#### DATASET ENTRIES:

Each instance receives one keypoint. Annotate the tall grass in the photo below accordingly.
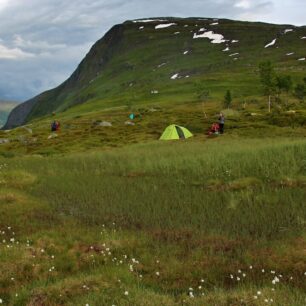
(236, 189)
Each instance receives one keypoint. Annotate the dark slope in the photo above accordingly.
(133, 59)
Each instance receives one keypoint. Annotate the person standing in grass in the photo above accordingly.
(221, 123)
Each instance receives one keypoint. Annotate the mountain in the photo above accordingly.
(163, 60)
(5, 109)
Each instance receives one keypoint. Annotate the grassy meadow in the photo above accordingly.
(109, 215)
(202, 222)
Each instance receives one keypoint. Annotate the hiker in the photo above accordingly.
(53, 126)
(57, 125)
(221, 123)
(214, 129)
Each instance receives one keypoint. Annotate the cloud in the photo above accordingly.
(42, 41)
(13, 54)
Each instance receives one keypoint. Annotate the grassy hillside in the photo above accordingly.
(135, 59)
(180, 223)
(109, 215)
(5, 109)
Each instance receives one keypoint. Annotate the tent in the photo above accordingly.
(175, 132)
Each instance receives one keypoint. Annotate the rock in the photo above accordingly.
(54, 135)
(105, 123)
(4, 140)
(28, 129)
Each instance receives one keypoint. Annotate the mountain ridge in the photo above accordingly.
(121, 65)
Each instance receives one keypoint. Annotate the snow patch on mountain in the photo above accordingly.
(214, 37)
(272, 43)
(149, 20)
(164, 25)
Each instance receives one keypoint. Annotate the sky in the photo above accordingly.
(43, 41)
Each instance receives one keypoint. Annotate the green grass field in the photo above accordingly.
(96, 215)
(218, 222)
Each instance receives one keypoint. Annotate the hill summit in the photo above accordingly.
(162, 59)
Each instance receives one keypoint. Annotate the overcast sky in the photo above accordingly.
(42, 41)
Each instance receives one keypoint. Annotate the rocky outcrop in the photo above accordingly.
(19, 114)
(88, 70)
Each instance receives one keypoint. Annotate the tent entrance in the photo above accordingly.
(180, 132)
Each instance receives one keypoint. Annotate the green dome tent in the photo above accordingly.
(175, 132)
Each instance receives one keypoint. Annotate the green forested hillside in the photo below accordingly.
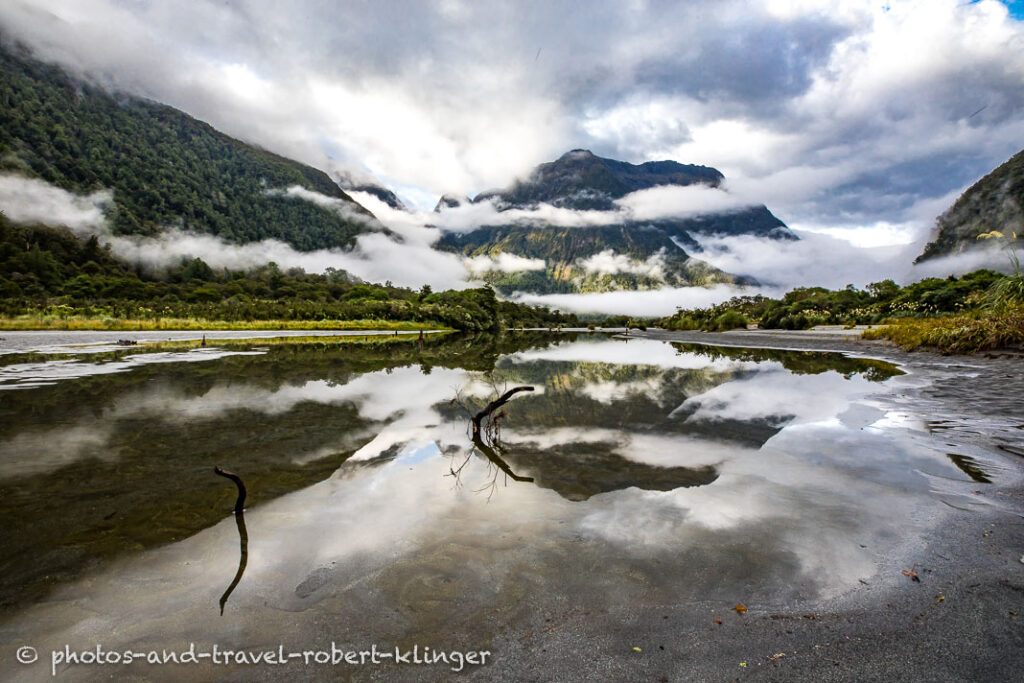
(994, 203)
(50, 279)
(583, 181)
(165, 168)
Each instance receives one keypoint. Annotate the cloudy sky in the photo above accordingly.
(858, 119)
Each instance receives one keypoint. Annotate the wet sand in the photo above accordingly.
(963, 622)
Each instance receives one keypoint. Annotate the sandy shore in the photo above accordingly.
(963, 622)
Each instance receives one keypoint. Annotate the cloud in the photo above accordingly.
(503, 262)
(339, 206)
(852, 112)
(674, 202)
(376, 257)
(31, 201)
(608, 262)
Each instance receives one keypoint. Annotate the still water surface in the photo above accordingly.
(637, 472)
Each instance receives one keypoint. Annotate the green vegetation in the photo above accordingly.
(49, 279)
(165, 168)
(980, 331)
(977, 311)
(994, 203)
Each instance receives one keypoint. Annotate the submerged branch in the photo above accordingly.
(493, 456)
(494, 406)
(240, 520)
(241, 501)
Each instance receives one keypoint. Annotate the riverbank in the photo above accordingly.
(961, 622)
(44, 323)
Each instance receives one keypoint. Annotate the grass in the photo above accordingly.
(50, 322)
(968, 333)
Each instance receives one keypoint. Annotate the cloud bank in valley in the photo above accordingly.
(837, 114)
(376, 257)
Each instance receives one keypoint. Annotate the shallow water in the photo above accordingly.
(637, 472)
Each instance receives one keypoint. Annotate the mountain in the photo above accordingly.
(621, 254)
(164, 167)
(994, 203)
(348, 182)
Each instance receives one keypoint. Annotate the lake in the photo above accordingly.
(637, 473)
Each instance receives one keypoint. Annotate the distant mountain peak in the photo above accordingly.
(367, 184)
(619, 254)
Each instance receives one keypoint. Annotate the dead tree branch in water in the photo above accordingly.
(241, 501)
(494, 406)
(493, 456)
(240, 520)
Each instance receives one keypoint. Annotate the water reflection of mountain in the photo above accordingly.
(633, 398)
(112, 463)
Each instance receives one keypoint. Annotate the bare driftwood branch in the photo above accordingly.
(493, 456)
(494, 406)
(240, 520)
(241, 501)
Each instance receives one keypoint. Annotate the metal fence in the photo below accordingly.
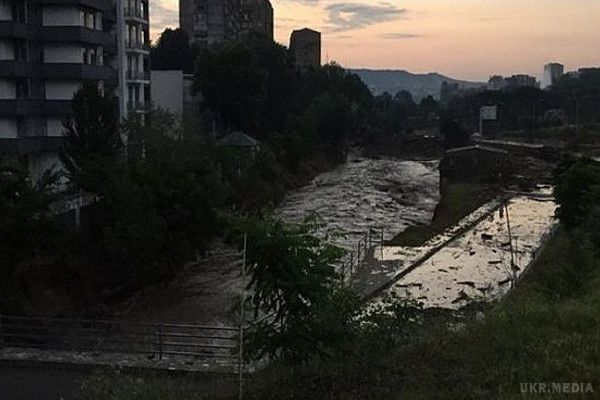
(355, 257)
(109, 336)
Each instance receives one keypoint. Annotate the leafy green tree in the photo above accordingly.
(577, 192)
(331, 119)
(26, 228)
(293, 281)
(160, 208)
(248, 82)
(92, 138)
(172, 51)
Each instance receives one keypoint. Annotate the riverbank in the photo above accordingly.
(530, 336)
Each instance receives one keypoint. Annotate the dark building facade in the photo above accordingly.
(214, 21)
(305, 45)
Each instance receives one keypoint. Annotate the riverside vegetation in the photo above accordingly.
(175, 191)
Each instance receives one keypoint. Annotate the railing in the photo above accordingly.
(138, 75)
(151, 339)
(355, 257)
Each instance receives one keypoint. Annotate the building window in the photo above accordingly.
(22, 88)
(21, 50)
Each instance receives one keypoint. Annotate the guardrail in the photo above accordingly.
(108, 336)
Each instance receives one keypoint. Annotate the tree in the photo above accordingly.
(92, 138)
(160, 208)
(247, 82)
(172, 51)
(26, 228)
(577, 192)
(293, 280)
(331, 119)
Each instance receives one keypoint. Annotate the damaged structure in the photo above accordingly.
(476, 164)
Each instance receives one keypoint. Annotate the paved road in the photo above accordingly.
(38, 382)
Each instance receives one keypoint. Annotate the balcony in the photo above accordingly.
(137, 45)
(77, 71)
(58, 34)
(101, 5)
(135, 14)
(136, 106)
(17, 30)
(138, 76)
(31, 144)
(35, 107)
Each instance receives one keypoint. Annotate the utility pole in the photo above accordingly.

#### DIRECTIONS:
Your output consists solely of the lines from the one with "Each instance receives one keypoint. Annotate the riverside" through the last line, copied exactly.

#### WRITTEN ANSWER:
Each instance receives one keypoint. Annotate the riverside vegetation in the photo above accordingly.
(175, 191)
Each instance receives one keypoint. Annotate the railing in the photo above accordingly.
(138, 75)
(151, 339)
(355, 257)
Each instance receives one keypoint. Annotate the building window in the photo above accordingly.
(22, 88)
(21, 50)
Each instance receives one keypoint. Annotate the guardrail in the photo above accordingly.
(108, 336)
Each instance receives one keypoint. Annotate the tree in the photo above accordingly.
(92, 138)
(160, 208)
(247, 82)
(172, 51)
(26, 228)
(577, 192)
(293, 280)
(331, 119)
Each instance receives one keypoint. Annotate the damaged structure in the photo above accordingly.
(476, 164)
Each instance receives one keypoint. Annotate the paved road in the photo above accordingly.
(38, 382)
Each instance receives one keypoint. Annotate the balcony in the photo above accordingly.
(137, 45)
(77, 71)
(58, 34)
(101, 5)
(135, 14)
(136, 106)
(17, 30)
(138, 76)
(31, 144)
(35, 107)
Each instance receives one keypoint. Annotate the utility pole in the photo above accordingly.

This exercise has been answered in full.